[TEXTO DE REFERÊNCIA]:
___
Características da variáveis

As variáveis podem ser divididas em numéricas e categóricas. Essa divisão é muito importante para a elaboração do instrumento de coleta de dados e do plano de análise. Além de listar as variáveis de acordo com os tipos já descritos, é importante caracterizá-las. Vejamos mais detalhes sobre essa divisão.

Variáveis numéricas

As variáveis numéricas são aquelas que podem ser medidas ou contadas e cujos valores são equidistantes. Elas são divididas em dois tipos: contínuas e discretas.

As variáveis numéricas contínuas podem assumir um número infinito de valores dentro de um intervalo específico, como altura, peso, temperatura e pressão arterial. Elas são compostas por números reais, ou sejam, números que podem ser inteiros com ou sem decimais.

As variáveis numéricas discretas são representadas apenas por números inteiros (sem decimais) e podem assumir valores específicos e distintos, que podem não representar uma escala completa, como o número de filhos de uma família. Pode ser que nenhuma das famílias pesquisadas possuam dois filhos, apesar de existirem famílias com um, três e quatro filhos em sua amostra

Variáveis Categóricas

As variáveis categóricas representam diferentes categorias ou grupos que não têm uma relação de magnitude entre elas. Elas podem ser divididas em três grupos: dicotômicas, ordinais e nominais.
___
[TAREFAS E EXERCÍCIOS]:
A) Transcreva literalmente o trecho do texto sobre variáveis que vai de "As variáveis podem" até "ou sem decimais.", inclusive.
B) Liste todos os exemplos de variáveis numéricas contínuas citados no texto sobre variáveis.
As linhas de dados não têm nenhum papel nesta atividade.

[Dados de origem]
___
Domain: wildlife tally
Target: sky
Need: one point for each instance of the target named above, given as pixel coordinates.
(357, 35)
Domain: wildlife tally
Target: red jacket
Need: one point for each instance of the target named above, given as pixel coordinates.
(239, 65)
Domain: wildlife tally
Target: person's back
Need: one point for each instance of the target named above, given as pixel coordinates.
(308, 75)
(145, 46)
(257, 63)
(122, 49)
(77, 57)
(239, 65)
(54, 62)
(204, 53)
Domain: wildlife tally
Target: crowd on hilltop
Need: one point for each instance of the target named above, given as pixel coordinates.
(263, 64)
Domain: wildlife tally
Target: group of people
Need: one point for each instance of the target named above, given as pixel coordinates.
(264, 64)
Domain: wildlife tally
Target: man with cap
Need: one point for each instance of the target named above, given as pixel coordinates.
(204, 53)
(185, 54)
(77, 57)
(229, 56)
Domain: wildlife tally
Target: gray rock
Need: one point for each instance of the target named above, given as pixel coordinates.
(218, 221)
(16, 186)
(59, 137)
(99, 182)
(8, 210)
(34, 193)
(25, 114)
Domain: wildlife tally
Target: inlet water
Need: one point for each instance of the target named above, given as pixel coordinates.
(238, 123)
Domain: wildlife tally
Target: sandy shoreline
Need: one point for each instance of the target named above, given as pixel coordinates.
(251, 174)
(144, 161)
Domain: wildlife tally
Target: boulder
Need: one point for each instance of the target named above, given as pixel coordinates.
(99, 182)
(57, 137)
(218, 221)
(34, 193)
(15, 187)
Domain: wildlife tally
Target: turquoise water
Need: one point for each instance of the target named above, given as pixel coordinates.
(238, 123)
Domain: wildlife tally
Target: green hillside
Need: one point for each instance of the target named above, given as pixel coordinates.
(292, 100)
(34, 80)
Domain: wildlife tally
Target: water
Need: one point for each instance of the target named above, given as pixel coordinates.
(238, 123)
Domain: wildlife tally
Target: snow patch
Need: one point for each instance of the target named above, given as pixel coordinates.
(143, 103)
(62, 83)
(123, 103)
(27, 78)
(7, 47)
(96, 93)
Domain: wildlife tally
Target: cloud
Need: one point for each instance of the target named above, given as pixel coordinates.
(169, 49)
___
[RESPOSTAS NUMERADAS]:
A)
As variáveis podem ser divididas em numéricas e categóricas. Essa divisão é muito importante para a elaboração do instrumento de coleta de dados e do plano de análise. Além de listar as variáveis de acordo com os tipos já descritos, é importante caracterizá-las. Vejamos mais detalhes sobre essa divisão.

Variáveis numéricas

As variáveis numéricas são aquelas que podem ser medidas ou contadas e cujos valores são equidistantes. Elas são divididas em dois tipos: contínuas e discretas.

As variáveis numéricas contínuas podem assumir um número infinito de valores dentro de um intervalo específico, como altura, peso, temperatura e pressão arterial. Elas são compostas por números reais, ou sejam, números que podem ser inteiros com ou sem decimais.

B)
- altura
- peso
- temperatura
- pressão arterial